EXCERPT TO READ →

--- START ---

1. Presently, the Criminal Court tries the case (Black Case No. O P 3 / 2551) concerning an extradition of Russian citizen Mr. Viktor Anatolievich Bout (correct spelling of the Accused’s surname according to his present passport and according to the official Russian transcription is “But”, not “Bout” as claimed). The case was instituted based on an extradition request by the United States of America No.1514 (which is an internal United States Embassy’s document number) dated May 1st, 2008.

2. Defense believes that the above mentioned extradition request is groundless, since it does not meet all necessary requirements of the Act on Extradition between The Kingdom of Thailand and The United States of America B.E. 2533 (1990). Therefore, the defense is of opinion that such a request shall not be granted by the Honorable Royal Thai Court based on the following considerations:

2.1. Contrary to the basic requirements of the Act on Extradition between The Kingdom of Thailand and The United States of America B.E. 2533 (1990) – as stipulated in its Article 9, Section 3 (b), the current extradition request No.1514 submitted by the US Embassy in this case, does not contain any evidence whatsoever that would be sufficient to convict the Accused should he undergo a trial in any Thai Court for such an offence.

--- END ---

RECORD EXCERPTS →
--- START ---

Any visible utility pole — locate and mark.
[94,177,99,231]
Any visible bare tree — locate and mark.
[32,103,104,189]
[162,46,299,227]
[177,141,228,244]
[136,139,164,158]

--- END ---

THE TASKS →
[1] Decide whether each statement agrees with the extradition passage. Answer yes or no, and quote the words that settle it: (a) The extradition request was dated May 1st, 2008. (b) The defense holds that the request meets all necessary requirements of the Act on Extradition. (c) The number 1514 is an internal document number of the United States Embassy.
[2] According to the extradition passage, what is the correct spelling of the Accused’s surname?
The entries aren't needed for this work.

WORKED SOLUTIONS →
[1]
(a) Yes: "dated May 1st, 2008"
(b) No: "it does not meet all necessary requirements"
(c) Yes: "which is an internal United States Embassy’s document number"

[2] The correct spelling is "But," according to his present passport and the official Russian transcription.